Can you extend the text on rising prescription drug prices, picking up after its final sentence?

DOCUMENT EXTRACT.
***
After reading the report, which looked at prices up to 2013, I was curious to find out how much brand name prices increased last year. In 2015, brand name drugs still under patent were up almost 15%, and generics, which tend to get cheaper, had even increased by almost 3% on average [Source]. These drug price increases corresponded with an inflation rate increase of .1%!
With about 30 million Americans still uninsured, many more millions of underinsured with inadequate pharmacy benefits, and drug prices continuing their ascent, tens of millions of Americans will continue to forgo prescribed medication entirely. Fewer will have to make this choice by comparing drug prices among safe international online pharmacies and local pharmacies using prescription discount cards at www.pharmacychecker.com.
***
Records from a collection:
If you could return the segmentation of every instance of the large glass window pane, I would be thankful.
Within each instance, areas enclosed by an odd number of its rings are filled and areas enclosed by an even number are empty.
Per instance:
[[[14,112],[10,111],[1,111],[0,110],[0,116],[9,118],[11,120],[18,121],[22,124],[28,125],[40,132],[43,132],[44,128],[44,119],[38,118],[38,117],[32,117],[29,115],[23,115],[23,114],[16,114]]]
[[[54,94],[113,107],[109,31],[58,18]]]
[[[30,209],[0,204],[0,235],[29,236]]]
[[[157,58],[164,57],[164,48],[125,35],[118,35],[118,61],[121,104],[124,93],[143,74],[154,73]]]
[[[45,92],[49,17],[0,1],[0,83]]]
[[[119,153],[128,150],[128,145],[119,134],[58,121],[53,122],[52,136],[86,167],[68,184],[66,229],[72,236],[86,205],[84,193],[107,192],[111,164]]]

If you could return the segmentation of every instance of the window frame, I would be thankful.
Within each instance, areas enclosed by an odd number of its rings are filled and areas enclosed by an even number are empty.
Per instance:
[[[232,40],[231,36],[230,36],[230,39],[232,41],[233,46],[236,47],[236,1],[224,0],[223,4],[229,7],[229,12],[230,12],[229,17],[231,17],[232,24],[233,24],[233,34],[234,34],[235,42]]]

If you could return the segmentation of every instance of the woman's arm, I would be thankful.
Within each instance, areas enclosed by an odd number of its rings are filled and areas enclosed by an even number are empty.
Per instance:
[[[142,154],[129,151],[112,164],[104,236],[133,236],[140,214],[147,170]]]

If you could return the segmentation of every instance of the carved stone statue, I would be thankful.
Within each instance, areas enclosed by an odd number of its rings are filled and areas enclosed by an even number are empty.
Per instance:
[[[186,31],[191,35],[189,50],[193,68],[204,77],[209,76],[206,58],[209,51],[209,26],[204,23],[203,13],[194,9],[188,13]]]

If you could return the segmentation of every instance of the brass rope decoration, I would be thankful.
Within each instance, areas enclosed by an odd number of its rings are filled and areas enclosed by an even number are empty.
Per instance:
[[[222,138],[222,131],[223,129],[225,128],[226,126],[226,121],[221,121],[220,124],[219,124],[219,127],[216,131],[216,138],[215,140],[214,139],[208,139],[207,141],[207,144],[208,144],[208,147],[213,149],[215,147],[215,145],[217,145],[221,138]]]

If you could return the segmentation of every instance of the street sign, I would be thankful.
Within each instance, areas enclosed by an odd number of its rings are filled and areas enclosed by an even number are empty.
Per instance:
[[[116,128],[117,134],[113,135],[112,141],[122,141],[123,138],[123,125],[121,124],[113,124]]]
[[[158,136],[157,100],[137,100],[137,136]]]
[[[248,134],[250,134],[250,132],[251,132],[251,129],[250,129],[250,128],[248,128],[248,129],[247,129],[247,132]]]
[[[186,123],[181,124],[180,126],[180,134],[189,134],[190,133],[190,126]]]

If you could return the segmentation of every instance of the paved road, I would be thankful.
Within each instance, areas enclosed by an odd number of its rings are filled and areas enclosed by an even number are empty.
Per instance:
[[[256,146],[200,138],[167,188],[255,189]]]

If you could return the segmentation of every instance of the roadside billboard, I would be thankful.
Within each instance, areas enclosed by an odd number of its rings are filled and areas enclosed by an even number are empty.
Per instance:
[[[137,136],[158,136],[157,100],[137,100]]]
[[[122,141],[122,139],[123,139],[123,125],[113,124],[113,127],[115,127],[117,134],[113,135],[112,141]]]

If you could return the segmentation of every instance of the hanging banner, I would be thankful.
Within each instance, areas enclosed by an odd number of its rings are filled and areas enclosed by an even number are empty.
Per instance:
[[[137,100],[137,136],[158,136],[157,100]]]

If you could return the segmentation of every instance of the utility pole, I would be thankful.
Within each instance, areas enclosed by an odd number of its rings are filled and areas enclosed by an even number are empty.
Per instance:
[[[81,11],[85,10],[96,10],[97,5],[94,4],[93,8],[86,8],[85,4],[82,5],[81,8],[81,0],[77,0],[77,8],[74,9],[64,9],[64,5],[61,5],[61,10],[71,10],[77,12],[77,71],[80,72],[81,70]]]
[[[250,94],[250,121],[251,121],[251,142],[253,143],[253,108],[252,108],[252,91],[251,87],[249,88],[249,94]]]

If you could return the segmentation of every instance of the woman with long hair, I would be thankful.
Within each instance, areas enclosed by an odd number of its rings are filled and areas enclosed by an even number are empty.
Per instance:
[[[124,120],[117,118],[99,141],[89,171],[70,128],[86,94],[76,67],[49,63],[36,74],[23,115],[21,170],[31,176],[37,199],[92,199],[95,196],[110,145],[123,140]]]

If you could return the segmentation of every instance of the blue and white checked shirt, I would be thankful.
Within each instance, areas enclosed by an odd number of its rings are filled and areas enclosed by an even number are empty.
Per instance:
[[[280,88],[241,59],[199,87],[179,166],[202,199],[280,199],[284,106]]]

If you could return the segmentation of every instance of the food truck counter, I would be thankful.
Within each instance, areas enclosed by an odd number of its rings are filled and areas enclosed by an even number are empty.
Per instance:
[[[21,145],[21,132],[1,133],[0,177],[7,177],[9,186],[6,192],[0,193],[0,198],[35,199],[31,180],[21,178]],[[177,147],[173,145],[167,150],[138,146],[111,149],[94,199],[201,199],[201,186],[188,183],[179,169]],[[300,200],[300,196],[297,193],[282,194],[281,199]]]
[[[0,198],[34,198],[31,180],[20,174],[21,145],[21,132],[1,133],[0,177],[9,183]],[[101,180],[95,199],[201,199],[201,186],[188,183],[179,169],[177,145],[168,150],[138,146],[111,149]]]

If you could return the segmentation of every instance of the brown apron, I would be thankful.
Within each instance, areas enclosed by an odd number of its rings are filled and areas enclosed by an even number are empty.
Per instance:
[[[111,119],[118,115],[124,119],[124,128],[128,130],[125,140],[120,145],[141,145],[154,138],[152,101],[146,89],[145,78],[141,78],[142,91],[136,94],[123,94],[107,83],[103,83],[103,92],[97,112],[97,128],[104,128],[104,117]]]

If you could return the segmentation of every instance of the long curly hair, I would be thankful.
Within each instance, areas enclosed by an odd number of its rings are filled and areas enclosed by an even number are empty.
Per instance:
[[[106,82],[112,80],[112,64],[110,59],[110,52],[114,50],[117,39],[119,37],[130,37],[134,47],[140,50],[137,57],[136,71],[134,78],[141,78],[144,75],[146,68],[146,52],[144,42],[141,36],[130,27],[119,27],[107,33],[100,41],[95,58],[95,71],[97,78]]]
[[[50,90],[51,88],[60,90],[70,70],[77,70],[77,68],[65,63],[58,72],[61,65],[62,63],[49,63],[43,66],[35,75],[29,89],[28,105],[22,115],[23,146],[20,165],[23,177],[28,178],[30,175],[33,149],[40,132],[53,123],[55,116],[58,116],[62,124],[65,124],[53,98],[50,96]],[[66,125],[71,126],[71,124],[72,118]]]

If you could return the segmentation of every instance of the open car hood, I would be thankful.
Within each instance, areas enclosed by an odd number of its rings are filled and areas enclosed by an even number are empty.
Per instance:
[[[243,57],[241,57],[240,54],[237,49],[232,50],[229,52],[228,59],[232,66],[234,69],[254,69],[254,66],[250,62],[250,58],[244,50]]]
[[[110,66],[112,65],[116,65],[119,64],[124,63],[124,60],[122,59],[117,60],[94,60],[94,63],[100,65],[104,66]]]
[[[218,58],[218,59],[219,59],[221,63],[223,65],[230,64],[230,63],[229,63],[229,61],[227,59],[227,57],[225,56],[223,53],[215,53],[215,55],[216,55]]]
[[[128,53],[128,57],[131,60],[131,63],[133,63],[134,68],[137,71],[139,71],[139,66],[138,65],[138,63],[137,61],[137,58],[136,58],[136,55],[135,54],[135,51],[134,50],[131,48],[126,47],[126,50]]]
***
TASK RESPONSE.
Too many Americans are being kept in the dark by the very governing authorities and companies that are meant to protect their health. The FDA goes too far in telling Americans not to buy lower cost medication from outside the country, and Big Pharma spends big money on media relations to generate stories about rogue online pharmacies that wrongly conflate them with safe international online pharmacies.
It’s nice when some light gets in. Money Talks News published a straightforward story and video that tells the truth about saving money on prescription drugs online. It asks the question: Are Overseas Pharmacies Unsafe and Illegal?
It takes time, but the truth often prevails because, after all, it’s the truth.
With its gift of $7.2 million to fund various research projects, the John and Laura Arnold Foundation gave a boost this week to the cause of lowering drug prices in America. According to the Foundation’s press release: “The research projects will focus on analyzing how regulatory policies and programs impact drug pricing, drug development, and patients’ access to medication.”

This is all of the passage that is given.